Image point grounding data:
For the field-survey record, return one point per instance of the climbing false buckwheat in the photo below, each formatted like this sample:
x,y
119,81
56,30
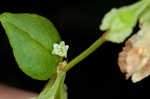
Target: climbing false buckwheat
x,y
60,49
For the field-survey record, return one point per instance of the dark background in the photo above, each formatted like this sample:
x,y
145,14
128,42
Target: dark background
x,y
78,23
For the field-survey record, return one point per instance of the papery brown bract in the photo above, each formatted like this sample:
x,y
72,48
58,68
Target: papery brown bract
x,y
134,60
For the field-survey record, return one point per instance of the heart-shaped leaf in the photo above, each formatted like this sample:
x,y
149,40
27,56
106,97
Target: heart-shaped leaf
x,y
120,22
32,37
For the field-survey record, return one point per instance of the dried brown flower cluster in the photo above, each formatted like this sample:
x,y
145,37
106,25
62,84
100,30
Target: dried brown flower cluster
x,y
134,60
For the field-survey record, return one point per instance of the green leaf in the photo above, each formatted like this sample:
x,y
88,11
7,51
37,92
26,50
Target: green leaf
x,y
55,89
145,17
120,22
32,37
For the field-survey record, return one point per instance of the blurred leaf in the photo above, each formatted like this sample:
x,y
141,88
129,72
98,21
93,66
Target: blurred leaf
x,y
120,22
32,37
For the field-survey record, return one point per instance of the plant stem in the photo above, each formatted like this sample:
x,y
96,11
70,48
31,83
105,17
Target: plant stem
x,y
87,52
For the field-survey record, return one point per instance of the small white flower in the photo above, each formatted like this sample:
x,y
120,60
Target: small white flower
x,y
60,49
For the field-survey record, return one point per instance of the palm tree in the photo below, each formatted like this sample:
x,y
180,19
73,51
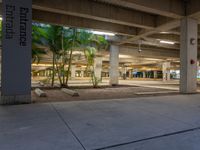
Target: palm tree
x,y
96,43
37,49
49,37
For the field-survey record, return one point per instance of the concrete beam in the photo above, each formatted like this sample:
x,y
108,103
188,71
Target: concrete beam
x,y
168,8
193,8
166,27
66,20
98,11
151,52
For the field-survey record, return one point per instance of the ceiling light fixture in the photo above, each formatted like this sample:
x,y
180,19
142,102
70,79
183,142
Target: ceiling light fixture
x,y
167,42
103,33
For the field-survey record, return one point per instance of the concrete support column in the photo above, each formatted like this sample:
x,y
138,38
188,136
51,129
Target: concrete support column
x,y
166,71
155,74
16,52
73,71
82,73
98,67
144,74
114,65
188,55
130,74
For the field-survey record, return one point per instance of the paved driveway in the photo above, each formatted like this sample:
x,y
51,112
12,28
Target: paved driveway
x,y
151,123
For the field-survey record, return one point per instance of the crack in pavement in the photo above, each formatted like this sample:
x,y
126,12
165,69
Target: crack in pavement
x,y
149,138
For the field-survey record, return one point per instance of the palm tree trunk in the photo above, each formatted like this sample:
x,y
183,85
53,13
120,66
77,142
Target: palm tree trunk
x,y
53,74
69,67
60,80
70,58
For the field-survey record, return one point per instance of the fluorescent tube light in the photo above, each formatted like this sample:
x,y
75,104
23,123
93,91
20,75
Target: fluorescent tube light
x,y
103,33
167,42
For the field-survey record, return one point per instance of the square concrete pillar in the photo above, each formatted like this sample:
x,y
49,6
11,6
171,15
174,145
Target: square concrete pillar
x,y
73,71
166,71
98,67
188,55
16,52
155,74
144,74
114,65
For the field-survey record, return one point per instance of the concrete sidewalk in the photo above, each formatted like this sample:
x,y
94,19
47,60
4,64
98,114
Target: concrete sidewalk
x,y
154,123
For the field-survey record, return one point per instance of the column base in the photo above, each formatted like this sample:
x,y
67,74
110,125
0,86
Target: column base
x,y
17,99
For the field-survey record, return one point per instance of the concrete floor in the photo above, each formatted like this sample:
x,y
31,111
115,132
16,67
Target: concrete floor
x,y
151,123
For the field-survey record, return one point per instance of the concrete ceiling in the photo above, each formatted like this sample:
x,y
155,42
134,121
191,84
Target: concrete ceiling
x,y
135,20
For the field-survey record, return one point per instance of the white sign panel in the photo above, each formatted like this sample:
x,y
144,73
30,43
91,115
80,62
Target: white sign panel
x,y
16,47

EXERCISE: The entries above need to be transcribed exactly, with the images left out.

SOLUTION TO THIS EXERCISE:
For the field-survey record, return one point per instance of the climbing false buckwheat in the photo below, each formatted like this sample:
x,y
119,81
56,30
Target: climbing false buckwheat
x,y
60,49
For the field-survey record, return one point per instance of the dark background in the photo above, each formatted like this sample:
x,y
145,14
128,42
Target: dark background
x,y
78,23
For the field-survey record, return one point per instance of the papery brown bract in the photo above, each formatted like this sample:
x,y
72,48
58,68
Target: papery brown bract
x,y
134,60
For the field-survey record, return one point per instance of the heart-shaped leaf in the photo above, each formatted like this sample:
x,y
149,40
27,56
106,97
Target: heart-shaped leaf
x,y
120,22
32,37
For the field-survey record, return one point per instance of the dried brown flower cluster in the photo above, each formatted like this sample:
x,y
145,37
106,25
62,84
100,30
Target: dried brown flower cluster
x,y
134,60
For the field-survey record, return one point per instance of the green leaf in the photo above, each formatted like this sample:
x,y
88,11
7,51
37,92
26,50
Target: green leaf
x,y
55,89
145,17
120,22
32,37
For the field-survey record, return one point per instance of the blurred leaf in the photo above, each formatted like this sample:
x,y
141,88
129,72
98,21
93,66
Target: blurred leaf
x,y
120,22
32,37
For the field-survey record, return one point per instance of the plant stem in the photo above, each formatted like this sample:
x,y
96,11
70,48
31,83
105,17
Target: plant stem
x,y
87,52
For the field-survey record, return one point per instance of the small white flower in the photo above, each formatted like this sample:
x,y
120,60
Target: small white flower
x,y
60,49
For the field-survey record, return one point per instance of the palm tree in the photo below, each formatted like this sample:
x,y
180,19
73,51
Target: palm tree
x,y
96,43
37,49
49,37
For the field-survey record, return one point per instance of the concrete beam in the photo above, each formatted like this sample:
x,y
108,103
188,71
Target: concrete beam
x,y
168,8
193,8
166,27
66,20
98,11
151,52
For the field-survey record, return one point per instance of the ceiling light fixture in the photo above, each formatted like this sample:
x,y
180,19
142,102
70,79
183,142
Target: ceiling light fixture
x,y
167,42
103,33
For the field-survey record, return one point per instance of the concrete support column in the photo above, each formatted like this sample:
x,y
138,38
188,136
51,129
Target: concrete support column
x,y
166,71
155,74
16,52
73,71
82,73
98,67
144,74
114,65
188,55
130,74
For the field-survey record, return one point per instance of the paved driveway in the photo above, each formatted like this sample:
x,y
51,112
12,28
Target: paved driveway
x,y
151,123
For the field-survey record, return one point per instance of the crack in pavement in the photo above, each formatted like this sample:
x,y
126,12
165,69
Target: crack in pavement
x,y
149,138
For the field-survey record, return one point per instance of the palm tree trunk in the photo above, each formatted like this sample:
x,y
183,85
53,13
120,66
77,142
Target: palm tree trunk
x,y
53,74
69,67
60,80
70,58
For the field-survey record, return one point per instance of the fluorescent tube light in the photo above, each formatted like this sample:
x,y
75,104
23,123
93,91
20,75
Target: fluorescent tube light
x,y
103,33
167,42
For the field-survey record, return one point per instance of the square concrete pillar in the photo above, each formatted like this sample:
x,y
49,6
11,6
171,15
174,145
Target: square concrete pillar
x,y
73,71
166,71
98,67
188,55
16,52
155,74
144,74
114,65
For the field-survey record, return one point per instance of the concrete sidewalk in the photo above, each formatted like this sample:
x,y
94,19
47,60
4,64
98,114
Target: concrete sidewalk
x,y
154,123
For the field-survey record, return one point per instance of the column base in the photo above, each formatted like this sample:
x,y
67,74
110,125
0,86
Target: column base
x,y
17,99
For the field-survey record, return one point per instance of the concrete floor in the photo above, each formatted like this sample:
x,y
31,111
115,132
16,67
Target: concrete floor
x,y
151,123
For the field-survey record, return one point per instance of the concrete ceiling in the photo above, each formatted like this sample:
x,y
155,42
134,121
191,84
Target: concrete ceiling
x,y
135,20
For the field-survey record, return one point per instance of the white sign panel in the photo above, each formatted like this sample:
x,y
144,73
30,43
91,115
80,62
Target: white sign panel
x,y
16,47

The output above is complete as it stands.